PROVIDED TEXT →
▼

Updated: Feb 14, 2021
What you need to know about preventing heartworms.
“Heartworms are parasitic worms that can infect cats and dogs and lead to severe organ complications. Luckily, by visiting your veterinarian regularly and following some recommended guidelines, you can prevent this condition and potentially treat it.”
1. How do animals get heartworms?
These long, thin, parasitic roundworms are spread through infected mosquito bites. The bites transfer tiny organisms that become larvae and eventually mature into worms that can travel to and clog the heart, lungs, and other organs.
Pets can contract heartworms throughout the country, particularly during hotter weather when mosquitoes thrive.
2. What are the signs of heartworms?
When dogs have this condition, they’ll display various symptoms, such as fatigue, decreased appetite, a mild cough, and weight loss. They may also have labored breathing or resist exercise. With cats, you may notice coughing, a lack of appetite or weight loss, seizures, fainting, or periodic vomiting. Additionally, your pet may experience trouble walking or exhibit a build-up of fluid in the abdomen.

▲

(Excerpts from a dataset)
▼

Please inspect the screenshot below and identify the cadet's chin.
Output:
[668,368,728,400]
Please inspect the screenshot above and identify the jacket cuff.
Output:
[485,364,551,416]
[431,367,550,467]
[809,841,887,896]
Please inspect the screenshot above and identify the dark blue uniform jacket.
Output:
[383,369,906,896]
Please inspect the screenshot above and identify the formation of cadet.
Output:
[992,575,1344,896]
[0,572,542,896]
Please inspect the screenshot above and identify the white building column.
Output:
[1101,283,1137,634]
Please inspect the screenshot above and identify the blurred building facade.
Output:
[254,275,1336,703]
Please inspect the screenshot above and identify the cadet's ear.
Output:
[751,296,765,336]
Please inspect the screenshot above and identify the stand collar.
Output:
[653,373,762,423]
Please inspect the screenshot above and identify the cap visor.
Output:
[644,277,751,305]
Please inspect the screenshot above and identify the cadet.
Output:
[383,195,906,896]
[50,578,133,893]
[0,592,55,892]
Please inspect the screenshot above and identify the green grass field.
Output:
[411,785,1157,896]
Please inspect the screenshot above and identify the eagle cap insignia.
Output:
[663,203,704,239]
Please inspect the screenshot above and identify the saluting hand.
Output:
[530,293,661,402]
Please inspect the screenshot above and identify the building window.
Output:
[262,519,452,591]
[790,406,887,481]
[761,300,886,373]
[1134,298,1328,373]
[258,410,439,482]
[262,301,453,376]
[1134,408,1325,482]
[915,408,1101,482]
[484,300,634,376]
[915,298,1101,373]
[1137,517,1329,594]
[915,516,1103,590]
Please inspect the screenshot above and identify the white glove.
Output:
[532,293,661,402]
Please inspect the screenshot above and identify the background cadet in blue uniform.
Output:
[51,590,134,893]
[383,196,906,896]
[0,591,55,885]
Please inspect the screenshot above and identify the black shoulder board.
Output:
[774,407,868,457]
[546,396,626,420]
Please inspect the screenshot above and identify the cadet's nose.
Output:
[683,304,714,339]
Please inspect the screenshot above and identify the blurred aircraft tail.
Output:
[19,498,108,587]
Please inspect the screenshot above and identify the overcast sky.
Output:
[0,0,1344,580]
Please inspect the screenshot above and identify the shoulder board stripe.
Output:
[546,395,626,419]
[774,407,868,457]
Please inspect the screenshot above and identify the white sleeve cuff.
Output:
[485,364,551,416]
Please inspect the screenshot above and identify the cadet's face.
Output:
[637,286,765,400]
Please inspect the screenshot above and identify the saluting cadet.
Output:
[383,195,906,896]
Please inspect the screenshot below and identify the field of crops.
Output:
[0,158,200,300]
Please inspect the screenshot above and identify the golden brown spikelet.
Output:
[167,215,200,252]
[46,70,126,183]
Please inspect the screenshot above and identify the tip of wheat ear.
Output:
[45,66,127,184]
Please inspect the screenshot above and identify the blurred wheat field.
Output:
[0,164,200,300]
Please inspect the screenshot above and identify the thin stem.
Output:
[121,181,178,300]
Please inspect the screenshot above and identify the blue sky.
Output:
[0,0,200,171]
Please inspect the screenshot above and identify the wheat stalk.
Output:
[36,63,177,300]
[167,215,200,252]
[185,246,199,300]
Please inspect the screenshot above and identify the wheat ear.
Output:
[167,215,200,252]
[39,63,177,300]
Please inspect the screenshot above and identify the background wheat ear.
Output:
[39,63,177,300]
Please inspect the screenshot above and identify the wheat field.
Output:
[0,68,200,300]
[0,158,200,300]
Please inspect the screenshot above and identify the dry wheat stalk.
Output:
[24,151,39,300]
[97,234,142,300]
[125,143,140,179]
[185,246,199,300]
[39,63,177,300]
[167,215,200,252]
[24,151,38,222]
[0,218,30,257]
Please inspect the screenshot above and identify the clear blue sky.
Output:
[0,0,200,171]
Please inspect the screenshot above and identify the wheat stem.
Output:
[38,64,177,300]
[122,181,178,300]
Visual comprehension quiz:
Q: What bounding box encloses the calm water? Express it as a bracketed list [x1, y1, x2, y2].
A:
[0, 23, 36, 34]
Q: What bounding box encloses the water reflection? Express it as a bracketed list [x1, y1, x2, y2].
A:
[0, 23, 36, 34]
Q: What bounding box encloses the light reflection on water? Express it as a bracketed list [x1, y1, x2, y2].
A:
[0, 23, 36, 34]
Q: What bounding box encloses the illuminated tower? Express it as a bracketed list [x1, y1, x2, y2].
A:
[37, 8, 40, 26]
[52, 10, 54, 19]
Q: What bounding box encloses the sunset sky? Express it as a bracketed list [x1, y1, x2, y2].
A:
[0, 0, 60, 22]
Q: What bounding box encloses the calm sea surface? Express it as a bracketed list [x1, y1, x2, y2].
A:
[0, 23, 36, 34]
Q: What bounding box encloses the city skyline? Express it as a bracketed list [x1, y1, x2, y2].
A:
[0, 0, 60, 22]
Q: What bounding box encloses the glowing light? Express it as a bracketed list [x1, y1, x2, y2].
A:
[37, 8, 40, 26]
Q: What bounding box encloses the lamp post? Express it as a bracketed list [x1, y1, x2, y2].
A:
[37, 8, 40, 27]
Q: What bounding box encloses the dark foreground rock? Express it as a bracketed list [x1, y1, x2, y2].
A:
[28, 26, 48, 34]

▲
▼

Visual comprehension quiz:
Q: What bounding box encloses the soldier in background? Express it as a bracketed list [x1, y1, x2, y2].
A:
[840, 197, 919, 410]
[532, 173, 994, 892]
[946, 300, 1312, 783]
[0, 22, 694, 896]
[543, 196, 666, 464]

▲
▼

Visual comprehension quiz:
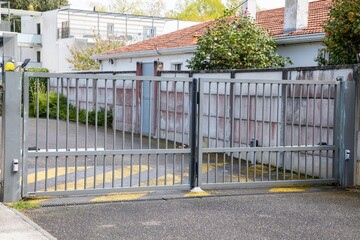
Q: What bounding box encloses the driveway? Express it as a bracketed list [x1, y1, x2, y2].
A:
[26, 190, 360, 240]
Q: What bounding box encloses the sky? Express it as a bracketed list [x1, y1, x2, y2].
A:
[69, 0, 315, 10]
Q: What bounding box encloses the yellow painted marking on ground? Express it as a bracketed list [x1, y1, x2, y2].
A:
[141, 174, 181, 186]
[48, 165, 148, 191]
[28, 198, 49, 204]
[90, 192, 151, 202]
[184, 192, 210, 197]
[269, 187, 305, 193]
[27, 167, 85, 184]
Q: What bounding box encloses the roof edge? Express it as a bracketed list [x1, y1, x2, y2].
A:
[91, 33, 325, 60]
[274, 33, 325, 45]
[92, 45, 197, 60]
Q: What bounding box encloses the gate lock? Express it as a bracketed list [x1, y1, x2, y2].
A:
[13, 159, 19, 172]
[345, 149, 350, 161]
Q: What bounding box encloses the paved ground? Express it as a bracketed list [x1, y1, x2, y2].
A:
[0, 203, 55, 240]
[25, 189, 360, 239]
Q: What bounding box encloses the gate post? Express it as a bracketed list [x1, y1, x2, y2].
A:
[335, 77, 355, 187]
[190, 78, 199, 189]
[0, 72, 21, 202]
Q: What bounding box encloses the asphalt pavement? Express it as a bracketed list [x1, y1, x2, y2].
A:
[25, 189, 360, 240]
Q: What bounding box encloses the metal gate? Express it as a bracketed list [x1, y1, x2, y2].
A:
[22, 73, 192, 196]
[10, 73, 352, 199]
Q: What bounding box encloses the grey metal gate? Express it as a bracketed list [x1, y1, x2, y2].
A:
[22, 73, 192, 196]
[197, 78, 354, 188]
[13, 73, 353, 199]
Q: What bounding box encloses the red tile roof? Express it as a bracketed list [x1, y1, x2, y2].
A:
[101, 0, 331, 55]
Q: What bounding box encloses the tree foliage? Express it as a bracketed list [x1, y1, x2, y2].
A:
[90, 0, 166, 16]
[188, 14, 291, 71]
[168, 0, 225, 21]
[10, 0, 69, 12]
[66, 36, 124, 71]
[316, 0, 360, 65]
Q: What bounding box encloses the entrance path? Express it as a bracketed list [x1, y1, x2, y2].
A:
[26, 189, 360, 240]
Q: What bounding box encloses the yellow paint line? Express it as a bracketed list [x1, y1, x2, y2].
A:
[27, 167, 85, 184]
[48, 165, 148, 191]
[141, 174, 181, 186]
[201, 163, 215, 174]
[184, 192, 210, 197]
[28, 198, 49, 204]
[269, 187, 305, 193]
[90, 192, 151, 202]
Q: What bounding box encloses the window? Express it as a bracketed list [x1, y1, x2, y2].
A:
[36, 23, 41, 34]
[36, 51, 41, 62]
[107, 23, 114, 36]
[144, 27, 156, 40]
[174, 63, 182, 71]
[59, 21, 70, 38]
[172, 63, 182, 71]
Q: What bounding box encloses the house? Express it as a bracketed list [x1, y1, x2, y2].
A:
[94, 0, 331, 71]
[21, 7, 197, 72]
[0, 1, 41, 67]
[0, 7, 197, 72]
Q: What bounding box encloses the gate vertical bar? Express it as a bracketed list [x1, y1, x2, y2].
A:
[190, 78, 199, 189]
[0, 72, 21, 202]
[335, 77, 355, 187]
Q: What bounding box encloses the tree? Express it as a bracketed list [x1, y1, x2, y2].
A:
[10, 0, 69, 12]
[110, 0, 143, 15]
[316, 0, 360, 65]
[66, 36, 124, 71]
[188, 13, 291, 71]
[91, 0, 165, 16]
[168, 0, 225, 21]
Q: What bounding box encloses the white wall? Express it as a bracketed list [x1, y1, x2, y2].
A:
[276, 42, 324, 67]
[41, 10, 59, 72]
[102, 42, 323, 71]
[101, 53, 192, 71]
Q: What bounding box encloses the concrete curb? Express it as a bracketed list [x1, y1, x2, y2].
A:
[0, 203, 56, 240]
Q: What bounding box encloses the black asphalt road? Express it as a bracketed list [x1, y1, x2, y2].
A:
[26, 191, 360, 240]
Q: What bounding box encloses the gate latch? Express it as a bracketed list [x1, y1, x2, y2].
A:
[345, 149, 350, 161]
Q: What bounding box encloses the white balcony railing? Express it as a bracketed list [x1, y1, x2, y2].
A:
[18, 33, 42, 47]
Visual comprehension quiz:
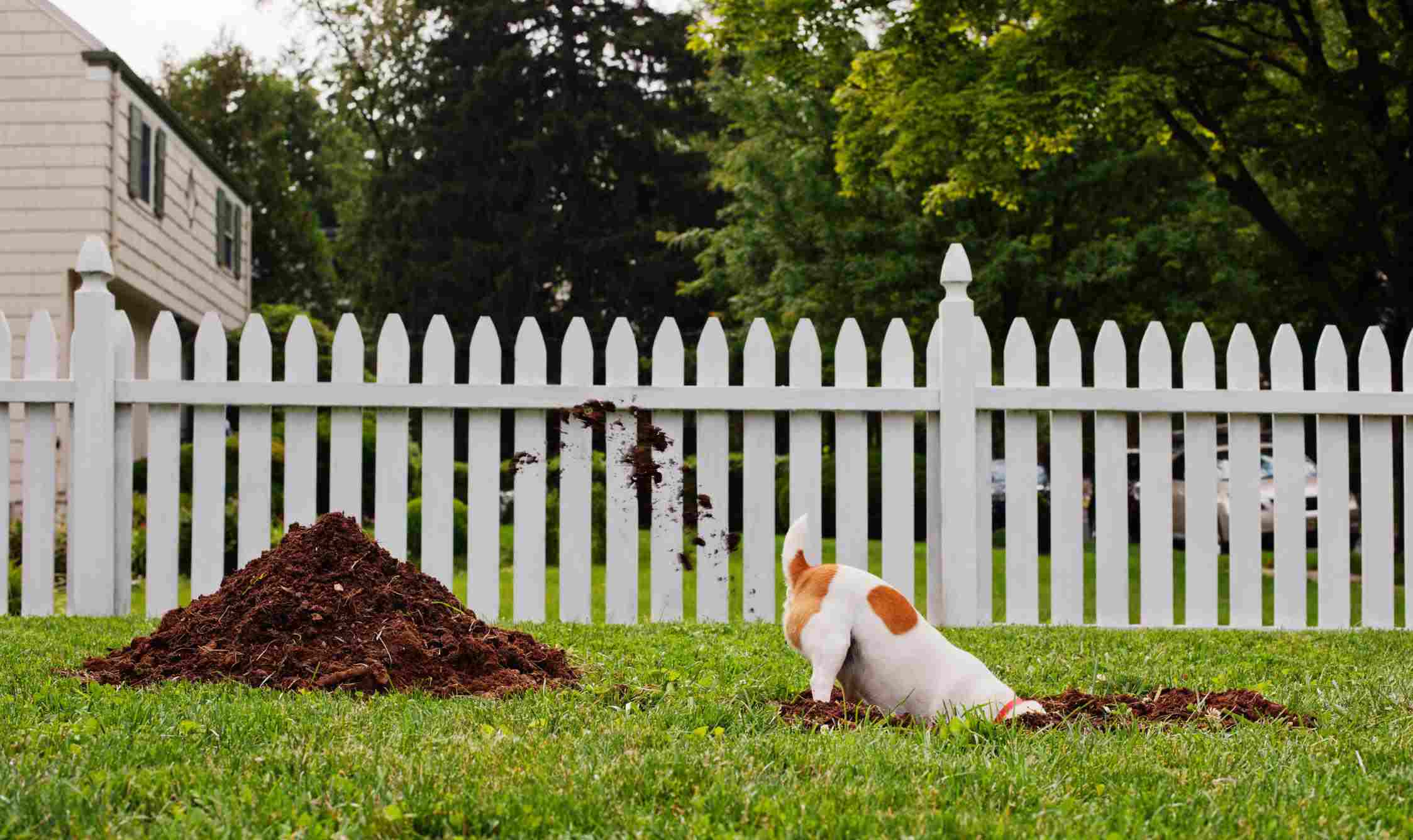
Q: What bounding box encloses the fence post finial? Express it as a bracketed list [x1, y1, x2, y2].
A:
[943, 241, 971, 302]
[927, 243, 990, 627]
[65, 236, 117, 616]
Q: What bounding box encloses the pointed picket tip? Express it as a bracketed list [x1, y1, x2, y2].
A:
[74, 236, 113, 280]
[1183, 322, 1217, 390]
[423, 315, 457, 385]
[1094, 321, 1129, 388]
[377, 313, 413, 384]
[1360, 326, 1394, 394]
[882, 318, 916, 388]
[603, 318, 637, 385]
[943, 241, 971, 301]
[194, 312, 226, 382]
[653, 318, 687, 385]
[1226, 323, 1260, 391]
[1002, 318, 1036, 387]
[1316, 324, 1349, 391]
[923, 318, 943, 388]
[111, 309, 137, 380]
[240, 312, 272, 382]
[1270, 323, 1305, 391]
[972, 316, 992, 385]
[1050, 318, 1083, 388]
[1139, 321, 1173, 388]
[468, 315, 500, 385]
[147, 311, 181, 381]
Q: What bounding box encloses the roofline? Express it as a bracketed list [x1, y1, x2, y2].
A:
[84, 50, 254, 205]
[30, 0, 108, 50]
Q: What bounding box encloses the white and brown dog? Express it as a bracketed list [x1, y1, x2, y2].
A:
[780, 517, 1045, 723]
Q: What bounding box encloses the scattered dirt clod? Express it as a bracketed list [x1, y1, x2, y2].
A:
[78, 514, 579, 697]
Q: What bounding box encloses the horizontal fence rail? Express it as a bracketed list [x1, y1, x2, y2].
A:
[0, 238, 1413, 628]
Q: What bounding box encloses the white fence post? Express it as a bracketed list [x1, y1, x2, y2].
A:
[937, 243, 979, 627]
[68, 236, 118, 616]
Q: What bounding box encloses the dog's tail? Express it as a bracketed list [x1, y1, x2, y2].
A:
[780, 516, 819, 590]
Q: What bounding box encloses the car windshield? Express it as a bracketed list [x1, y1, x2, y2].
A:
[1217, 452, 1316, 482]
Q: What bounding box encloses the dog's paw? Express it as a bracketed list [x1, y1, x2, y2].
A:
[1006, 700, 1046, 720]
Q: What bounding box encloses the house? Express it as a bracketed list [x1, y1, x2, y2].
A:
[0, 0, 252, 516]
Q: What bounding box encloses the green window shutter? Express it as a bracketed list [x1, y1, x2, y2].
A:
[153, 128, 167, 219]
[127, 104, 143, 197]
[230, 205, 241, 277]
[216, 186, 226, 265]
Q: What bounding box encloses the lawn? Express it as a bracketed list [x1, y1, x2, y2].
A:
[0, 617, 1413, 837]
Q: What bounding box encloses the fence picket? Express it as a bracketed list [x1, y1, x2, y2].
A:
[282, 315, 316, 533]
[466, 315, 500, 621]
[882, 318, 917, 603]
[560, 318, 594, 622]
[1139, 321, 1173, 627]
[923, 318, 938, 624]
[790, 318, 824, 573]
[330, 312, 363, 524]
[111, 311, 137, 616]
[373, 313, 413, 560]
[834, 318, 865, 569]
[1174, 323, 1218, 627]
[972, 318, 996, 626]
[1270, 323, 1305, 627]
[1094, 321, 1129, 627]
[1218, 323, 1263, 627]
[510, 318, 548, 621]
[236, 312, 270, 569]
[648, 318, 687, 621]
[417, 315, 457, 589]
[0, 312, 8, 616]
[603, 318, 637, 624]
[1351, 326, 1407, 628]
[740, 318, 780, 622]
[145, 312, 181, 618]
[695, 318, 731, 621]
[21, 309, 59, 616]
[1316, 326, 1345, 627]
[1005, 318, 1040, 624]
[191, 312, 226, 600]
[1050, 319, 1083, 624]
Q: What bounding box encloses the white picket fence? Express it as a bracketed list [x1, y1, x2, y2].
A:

▲

WHAT TO WORK ON →
1. From the heartworm article, return the part that opens with the words containing "These long, thin, parasitic" and closes with "signs of heartworms?", copied word for word.
2. Summarize the heartworm article in two sentences.
3. Write the next part of the heartworm article, picking up after its final sentence.

REPLIES →
1.
These long, thin, parasitic roundworms are spread through infected mosquito bites. The bites transfer tiny organisms that become larvae and eventually mature into worms that can travel to and clog the heart, lungs, and other organs.
Pets can contract heartworms throughout the country, particularly during hotter weather when mosquitoes thrive.
2. What are the signs of heartworms?

2. Heartworms are parasitic roundworms spread to cats and dogs through infected mosquito bites, and they can travel to and clog the heart, lungs, and other organs, though regular veterinary visits and recommended guidelines can prevent the condition. Infected dogs may show fatigue, decreased appetite, a mild cough, weight loss, or labored breathing, while infected cats may cough, lose appetite or weight, have seizures, faint, or vomit periodically.

3.
3. How are they treated?
Heartworms aren't detectable until they've matured. When you begin noticing signs, take your pet to a veterinarian for a heartworm test, which entails collecting a small blood sample. The professional will then recommend the best treatment method based on their evaluation. They may also administer an antibiotic to prevent infection and a diuretic to remove the fluid. After this process, dogs will need to take a break from exercise for between one to three months.